▸ APPLY WHAT YOU READ
[A] In the text on genome research, which laboratory does Dr Peter Fraser head?
[B] Carry on the text on genome research from its last sentence.

── TEXT SHOWN ──

Dr Peter Fraser, Head of Babraham's Laboratory of Chromatin and Gene Expression explains, "The specific three-dimensional arrangements of the genome in different cell types represent a missing link in our understanding of how our genome works. To understand how cells can change from one type to another, which is a critical question for stem cell therapies, we will need to understand how the spatial reorganisation of the genome is controlled."
Identifying the transcription factories and developing a virtual nucleus potentially opens the door for more effective drug design. These are the first steps in a very long journey that will lead to computer models that simulate genome behaviour and function in development, differentiation, health and disease.
'Preferential associations between co-regulated genes reveal a transcriptional interactome in erythroid cells' was published in Nature Genetics 42, 53 - 61 (2009).
First member of the wheat, barley and forage grass subfamily sequenced
Grasses plays a crucial role in our food chain and more increasingly in energy production too. But there are significant barriers limiting crop improvement, namely a lack of knowledge about gene function and the difficulty of analysing their large, complex genomes.

───
── RECORDED DATA ──

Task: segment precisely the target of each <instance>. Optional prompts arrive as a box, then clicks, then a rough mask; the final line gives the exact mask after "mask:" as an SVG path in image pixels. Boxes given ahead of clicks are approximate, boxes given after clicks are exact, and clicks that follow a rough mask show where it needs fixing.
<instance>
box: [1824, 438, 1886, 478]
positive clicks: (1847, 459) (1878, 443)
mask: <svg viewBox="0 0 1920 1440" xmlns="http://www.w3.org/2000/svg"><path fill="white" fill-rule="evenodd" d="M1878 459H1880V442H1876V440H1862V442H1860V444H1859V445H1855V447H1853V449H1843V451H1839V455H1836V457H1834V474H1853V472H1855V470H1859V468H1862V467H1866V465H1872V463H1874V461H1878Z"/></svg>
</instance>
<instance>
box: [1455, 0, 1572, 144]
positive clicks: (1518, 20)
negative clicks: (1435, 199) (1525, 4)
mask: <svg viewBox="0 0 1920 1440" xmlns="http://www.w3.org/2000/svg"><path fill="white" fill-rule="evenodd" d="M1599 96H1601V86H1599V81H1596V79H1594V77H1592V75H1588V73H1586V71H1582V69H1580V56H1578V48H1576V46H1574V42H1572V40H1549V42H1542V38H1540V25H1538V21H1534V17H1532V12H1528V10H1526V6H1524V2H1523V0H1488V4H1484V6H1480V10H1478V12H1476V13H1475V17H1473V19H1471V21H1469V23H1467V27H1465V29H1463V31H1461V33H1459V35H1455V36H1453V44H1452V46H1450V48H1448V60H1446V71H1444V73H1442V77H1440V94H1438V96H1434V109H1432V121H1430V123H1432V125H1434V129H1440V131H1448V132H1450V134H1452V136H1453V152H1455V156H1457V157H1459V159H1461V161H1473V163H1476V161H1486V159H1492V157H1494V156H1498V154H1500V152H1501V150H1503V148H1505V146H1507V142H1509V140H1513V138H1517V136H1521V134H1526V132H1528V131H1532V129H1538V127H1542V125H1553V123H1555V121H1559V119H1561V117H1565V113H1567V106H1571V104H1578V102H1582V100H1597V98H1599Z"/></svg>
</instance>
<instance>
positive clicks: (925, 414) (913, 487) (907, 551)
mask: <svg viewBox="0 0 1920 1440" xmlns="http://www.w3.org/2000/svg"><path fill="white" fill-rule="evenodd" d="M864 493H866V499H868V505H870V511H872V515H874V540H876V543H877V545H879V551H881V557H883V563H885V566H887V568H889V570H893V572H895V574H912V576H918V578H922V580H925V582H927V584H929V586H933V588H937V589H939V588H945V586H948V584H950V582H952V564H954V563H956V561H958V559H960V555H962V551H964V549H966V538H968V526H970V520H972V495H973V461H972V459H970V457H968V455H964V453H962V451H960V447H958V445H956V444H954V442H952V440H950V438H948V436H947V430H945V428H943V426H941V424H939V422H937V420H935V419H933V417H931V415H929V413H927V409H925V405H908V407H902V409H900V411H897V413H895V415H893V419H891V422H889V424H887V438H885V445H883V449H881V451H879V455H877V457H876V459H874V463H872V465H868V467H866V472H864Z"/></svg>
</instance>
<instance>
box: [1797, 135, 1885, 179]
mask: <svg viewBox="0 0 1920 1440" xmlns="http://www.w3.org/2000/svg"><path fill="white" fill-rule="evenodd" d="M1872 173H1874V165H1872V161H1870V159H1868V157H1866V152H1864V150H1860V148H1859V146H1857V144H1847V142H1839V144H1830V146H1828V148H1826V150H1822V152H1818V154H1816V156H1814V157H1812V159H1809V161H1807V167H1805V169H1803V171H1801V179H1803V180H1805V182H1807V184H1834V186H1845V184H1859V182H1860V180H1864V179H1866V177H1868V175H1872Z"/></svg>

───

▸ OUTPUTS IN ORDER
[A] Babraham's Laboratory of Chromatin and Gene Expression.

[B]
Copyright: Brachy TAG project John Innes Centre
The publication of the first wild grass genome, Brachypodium distachyon - a member of the wheat, barley and forage grass subfamily - in February is an important step in addressing this.
Professor Michael Bevan from the John Innes Centre, an institute of BBSRC, who led the project with the US Department of Energy Joint Genome Institute and other American researchers explains, "Our analysis of the Brachpodium genome is a key resource for securing sustainable supplies of food, feed and fuel from established crops such as wheat, barley and forage grasses, and for the development of crops for bioenergy and renewable resource production.
"It is already being widely used by crop scientists to identify genes in wheat and barley, and it is defining new approaches to large scale genome analysis of these crops, because of the high degree of conserved gene structure and organisation we have identified."
Analysis of the Brachypodium genome has provided new insights into how grass genomes evolve and expand, as well as to demonstrate how the plant can be used to navigate the closely related, yet larger and more complex, genomes of wheat and barley.
The team also found Brachypodium to have other important features, including a rapid life cycle and a very compact growth habit, making it ideal for study in the lab.
The findings from this project will enable scientists to determine the functions of genes involved in grass productivity, which could have the potential to accelerate research in sustainable food production and new sources of energy.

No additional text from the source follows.